Can you render the entries as a Markdown table with a "Row" column for the row number and a "Line" column for the line, starting at the line containing "Expected: one point per instance of the grassy slope, with" and ending at the final line of the entries, both included and blank lines left out?

# Dataset excerpts
start
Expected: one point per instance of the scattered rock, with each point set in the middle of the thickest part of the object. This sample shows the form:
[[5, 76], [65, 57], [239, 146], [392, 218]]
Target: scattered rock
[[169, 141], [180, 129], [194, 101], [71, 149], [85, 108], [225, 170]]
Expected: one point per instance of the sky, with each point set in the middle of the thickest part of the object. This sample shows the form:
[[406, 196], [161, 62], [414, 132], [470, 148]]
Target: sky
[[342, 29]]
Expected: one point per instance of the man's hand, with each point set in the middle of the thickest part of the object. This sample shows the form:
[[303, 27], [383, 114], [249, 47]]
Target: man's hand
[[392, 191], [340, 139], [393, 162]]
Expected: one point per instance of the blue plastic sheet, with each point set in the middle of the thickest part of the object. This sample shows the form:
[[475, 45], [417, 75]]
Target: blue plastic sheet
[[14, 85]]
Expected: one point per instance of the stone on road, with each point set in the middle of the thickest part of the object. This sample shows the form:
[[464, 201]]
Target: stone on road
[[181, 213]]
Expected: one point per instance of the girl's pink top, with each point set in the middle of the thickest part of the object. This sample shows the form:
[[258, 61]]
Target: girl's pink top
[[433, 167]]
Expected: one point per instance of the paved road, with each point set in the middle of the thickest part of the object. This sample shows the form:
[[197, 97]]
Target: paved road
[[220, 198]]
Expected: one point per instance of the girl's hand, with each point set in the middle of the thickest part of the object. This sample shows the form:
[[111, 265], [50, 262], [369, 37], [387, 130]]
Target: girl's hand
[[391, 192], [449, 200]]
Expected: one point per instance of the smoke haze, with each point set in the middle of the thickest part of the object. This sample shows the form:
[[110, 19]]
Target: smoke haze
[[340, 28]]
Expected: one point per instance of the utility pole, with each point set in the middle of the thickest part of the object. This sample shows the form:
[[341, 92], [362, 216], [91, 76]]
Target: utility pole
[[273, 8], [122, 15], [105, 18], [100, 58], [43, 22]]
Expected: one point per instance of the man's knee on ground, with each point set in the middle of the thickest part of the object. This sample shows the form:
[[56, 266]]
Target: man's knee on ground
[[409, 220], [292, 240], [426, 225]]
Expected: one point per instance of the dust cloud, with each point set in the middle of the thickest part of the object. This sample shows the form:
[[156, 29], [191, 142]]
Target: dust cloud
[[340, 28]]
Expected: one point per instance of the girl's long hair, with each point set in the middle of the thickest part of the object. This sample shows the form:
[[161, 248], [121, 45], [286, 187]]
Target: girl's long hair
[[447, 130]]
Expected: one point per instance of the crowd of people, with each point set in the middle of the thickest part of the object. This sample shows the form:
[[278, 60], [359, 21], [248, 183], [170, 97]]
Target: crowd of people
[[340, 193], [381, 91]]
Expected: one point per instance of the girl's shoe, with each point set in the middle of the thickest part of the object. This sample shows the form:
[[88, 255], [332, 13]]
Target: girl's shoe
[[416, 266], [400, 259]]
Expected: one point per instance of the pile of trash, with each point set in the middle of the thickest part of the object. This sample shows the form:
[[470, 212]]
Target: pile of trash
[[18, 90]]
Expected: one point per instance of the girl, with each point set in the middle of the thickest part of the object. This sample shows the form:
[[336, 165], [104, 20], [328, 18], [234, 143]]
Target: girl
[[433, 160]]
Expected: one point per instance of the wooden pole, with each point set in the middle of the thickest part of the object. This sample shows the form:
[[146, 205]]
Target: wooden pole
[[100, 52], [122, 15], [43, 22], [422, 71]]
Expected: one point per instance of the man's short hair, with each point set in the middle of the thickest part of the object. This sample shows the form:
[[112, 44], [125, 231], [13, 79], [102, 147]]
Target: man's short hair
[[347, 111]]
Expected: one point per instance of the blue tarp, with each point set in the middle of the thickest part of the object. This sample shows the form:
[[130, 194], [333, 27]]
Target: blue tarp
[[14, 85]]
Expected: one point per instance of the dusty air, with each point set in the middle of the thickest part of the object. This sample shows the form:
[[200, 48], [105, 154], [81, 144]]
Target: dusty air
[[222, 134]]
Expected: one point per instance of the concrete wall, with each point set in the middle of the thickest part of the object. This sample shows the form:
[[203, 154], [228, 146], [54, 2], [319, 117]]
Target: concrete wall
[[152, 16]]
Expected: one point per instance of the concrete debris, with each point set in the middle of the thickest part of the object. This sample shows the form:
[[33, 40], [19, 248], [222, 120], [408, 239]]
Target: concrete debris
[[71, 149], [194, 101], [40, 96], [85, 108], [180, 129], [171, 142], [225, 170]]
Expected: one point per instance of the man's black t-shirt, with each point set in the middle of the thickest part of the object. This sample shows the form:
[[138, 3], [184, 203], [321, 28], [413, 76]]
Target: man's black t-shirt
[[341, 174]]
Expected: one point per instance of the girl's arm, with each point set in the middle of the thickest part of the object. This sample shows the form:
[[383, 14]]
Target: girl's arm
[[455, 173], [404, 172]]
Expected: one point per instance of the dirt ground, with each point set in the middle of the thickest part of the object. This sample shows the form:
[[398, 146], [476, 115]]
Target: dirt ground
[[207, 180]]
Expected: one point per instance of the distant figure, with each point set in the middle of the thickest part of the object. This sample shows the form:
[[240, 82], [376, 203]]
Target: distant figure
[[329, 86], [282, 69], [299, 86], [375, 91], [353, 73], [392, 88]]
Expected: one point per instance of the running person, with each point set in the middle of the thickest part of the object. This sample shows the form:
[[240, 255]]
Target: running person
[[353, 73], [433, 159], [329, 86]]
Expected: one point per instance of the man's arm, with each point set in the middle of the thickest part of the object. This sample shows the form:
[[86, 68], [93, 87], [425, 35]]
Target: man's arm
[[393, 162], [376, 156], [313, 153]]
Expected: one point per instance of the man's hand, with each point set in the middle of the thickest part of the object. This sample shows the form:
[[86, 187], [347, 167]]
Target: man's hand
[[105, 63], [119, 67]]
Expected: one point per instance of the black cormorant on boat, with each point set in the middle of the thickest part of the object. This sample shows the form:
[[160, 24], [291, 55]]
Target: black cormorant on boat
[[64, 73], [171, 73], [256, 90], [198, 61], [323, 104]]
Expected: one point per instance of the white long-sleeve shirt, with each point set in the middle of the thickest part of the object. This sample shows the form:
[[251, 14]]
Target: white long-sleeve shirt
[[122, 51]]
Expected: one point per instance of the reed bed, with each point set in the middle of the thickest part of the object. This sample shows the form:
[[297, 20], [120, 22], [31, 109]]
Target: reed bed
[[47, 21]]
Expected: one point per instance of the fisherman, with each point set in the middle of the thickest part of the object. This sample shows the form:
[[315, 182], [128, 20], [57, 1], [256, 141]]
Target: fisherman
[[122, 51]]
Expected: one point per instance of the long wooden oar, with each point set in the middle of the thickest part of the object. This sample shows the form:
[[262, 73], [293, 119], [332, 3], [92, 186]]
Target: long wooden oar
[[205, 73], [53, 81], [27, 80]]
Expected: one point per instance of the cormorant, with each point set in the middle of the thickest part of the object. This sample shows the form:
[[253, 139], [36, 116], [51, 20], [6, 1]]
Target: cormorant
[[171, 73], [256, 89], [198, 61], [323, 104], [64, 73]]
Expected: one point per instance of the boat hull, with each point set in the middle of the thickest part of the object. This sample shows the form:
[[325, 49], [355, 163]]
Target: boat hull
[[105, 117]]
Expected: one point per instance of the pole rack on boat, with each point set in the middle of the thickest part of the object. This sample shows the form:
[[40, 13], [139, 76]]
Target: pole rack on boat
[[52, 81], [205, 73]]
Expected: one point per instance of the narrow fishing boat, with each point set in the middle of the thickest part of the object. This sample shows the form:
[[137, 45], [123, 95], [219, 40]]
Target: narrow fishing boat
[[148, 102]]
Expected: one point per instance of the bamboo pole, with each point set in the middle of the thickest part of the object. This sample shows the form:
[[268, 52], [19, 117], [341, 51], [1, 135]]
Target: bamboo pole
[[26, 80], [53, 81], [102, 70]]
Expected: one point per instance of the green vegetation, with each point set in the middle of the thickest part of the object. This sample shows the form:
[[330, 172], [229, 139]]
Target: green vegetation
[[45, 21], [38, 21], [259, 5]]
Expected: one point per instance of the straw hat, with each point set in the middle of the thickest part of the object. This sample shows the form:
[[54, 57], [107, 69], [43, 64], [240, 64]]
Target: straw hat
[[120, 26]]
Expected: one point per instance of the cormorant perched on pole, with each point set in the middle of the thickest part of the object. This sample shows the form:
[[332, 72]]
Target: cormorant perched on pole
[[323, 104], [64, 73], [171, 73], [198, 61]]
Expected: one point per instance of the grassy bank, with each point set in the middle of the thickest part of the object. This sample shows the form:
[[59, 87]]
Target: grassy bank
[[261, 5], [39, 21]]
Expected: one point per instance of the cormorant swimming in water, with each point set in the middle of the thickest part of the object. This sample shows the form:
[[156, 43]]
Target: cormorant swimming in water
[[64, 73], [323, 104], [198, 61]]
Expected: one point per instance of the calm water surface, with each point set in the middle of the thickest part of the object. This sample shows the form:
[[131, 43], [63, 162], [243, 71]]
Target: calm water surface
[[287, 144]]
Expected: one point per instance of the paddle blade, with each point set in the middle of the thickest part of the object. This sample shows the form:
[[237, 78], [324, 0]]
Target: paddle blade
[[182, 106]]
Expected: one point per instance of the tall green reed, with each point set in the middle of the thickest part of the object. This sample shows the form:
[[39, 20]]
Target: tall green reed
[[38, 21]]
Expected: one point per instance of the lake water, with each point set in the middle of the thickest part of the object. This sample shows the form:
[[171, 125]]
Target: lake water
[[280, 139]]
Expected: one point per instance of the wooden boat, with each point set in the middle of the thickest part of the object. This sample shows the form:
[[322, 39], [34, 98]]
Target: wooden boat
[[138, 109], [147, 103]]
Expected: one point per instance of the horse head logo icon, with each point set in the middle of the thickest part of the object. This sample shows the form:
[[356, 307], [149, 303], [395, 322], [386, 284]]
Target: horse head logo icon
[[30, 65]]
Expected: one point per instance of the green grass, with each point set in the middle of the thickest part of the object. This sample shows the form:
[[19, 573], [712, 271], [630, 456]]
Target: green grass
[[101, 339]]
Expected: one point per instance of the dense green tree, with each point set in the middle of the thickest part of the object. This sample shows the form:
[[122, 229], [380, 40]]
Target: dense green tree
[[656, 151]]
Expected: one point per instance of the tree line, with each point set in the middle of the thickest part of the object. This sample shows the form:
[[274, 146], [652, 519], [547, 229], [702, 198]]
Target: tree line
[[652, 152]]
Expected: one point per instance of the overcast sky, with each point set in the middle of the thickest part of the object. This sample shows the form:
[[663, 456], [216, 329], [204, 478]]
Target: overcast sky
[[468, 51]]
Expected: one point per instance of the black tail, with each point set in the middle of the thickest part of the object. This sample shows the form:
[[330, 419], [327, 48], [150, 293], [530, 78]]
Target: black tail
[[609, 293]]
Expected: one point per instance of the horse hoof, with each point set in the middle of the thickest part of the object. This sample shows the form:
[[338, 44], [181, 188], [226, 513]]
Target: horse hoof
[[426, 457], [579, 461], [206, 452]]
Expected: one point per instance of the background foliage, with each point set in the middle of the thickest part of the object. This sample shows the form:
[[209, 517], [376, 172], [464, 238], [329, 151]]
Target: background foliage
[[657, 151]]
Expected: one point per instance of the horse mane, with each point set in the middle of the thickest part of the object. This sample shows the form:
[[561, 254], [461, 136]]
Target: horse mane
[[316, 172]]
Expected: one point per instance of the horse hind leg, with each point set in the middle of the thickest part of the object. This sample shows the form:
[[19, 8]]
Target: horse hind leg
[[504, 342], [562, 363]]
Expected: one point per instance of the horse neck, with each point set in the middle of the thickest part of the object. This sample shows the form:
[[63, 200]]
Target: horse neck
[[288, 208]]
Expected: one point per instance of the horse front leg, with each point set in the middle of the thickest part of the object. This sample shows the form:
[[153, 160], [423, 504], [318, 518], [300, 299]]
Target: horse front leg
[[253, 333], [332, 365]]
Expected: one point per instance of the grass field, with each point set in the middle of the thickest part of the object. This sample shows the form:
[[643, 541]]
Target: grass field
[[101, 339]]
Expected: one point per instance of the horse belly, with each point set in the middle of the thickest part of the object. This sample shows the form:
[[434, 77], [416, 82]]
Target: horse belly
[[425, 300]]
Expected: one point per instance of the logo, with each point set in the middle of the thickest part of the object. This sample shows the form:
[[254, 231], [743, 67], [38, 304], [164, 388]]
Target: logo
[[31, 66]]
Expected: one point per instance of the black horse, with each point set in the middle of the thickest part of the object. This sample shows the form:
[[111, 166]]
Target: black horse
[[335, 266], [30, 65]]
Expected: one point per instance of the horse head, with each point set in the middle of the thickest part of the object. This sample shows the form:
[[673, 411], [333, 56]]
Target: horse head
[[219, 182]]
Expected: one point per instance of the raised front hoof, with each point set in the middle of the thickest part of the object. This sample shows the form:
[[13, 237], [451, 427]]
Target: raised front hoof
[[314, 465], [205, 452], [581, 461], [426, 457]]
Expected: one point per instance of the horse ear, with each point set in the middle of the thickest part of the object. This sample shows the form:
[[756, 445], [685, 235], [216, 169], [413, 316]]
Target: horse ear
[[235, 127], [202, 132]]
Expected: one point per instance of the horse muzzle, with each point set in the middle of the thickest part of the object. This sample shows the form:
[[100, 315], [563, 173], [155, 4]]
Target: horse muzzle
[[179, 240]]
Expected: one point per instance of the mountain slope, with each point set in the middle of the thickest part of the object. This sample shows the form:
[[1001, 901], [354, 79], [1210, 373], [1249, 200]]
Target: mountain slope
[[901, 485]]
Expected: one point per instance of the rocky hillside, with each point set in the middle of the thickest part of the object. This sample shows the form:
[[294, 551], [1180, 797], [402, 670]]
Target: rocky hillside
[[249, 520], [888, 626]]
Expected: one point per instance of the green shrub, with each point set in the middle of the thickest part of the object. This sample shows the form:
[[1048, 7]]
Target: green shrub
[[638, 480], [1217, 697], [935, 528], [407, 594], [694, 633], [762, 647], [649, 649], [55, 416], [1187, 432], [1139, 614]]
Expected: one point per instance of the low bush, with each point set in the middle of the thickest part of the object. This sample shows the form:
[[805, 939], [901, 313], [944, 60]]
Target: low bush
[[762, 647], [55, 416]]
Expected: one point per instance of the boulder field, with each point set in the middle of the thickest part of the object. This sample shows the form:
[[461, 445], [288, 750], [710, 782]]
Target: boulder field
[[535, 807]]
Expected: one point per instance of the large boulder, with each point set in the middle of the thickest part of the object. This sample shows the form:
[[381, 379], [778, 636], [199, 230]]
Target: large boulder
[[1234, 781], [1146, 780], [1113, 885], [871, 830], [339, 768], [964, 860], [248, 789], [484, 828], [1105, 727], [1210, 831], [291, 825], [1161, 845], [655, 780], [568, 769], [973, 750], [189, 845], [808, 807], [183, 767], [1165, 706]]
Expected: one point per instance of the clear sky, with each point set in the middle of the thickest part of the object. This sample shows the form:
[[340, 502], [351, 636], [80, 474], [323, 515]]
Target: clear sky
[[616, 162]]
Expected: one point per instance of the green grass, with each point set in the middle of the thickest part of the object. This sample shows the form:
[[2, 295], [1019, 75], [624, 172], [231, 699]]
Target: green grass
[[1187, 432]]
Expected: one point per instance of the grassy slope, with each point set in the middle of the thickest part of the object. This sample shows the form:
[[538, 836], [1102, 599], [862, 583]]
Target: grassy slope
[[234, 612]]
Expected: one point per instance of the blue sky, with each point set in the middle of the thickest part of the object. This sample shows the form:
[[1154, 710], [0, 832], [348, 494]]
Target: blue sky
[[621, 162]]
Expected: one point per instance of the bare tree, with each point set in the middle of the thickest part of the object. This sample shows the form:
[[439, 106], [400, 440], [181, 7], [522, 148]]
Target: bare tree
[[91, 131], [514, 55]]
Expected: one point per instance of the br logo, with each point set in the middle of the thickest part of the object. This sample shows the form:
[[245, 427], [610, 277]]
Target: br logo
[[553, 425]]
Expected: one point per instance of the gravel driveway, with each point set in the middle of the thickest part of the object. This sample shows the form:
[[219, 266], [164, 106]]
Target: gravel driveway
end
# Task response
| Row | Line |
|---|---|
| 1 | Expected: one point per instance of the grassy slope, with each point set in the middle of the thickest part of the object. This sample shows the form: |
| 2 | [[538, 836], [1102, 599], [862, 583]] |
| 3 | Target: grassy slope |
| 4 | [[234, 612]] |
| 5 | Expected: one point per instance of the blue sky, with each point set in the middle of the thickest part of the object. This sample shows the form: |
| 6 | [[1154, 710], [0, 832], [348, 494]] |
| 7 | Target: blue sky |
| 8 | [[621, 162]] |
| 9 | Expected: one point per instance of the bare tree, with each point set in the middle of the thickest part of the object. This sample shows the form: |
| 10 | [[439, 106], [400, 440], [181, 7], [522, 148]] |
| 11 | Target: bare tree |
| 12 | [[91, 131], [514, 55]] |
| 13 | Expected: one point per instance of the br logo, with each point set in the middle of the thickest part of the object. This sample shows the form: |
| 14 | [[245, 427], [610, 277]] |
| 15 | Target: br logo |
| 16 | [[553, 425]] |
| 17 | Expected: one point per instance of the gravel driveway, with each point set in the middle of the thickest part of the object. This sample shows the form: |
| 18 | [[219, 266], [164, 106]] |
| 19 | Target: gravel driveway |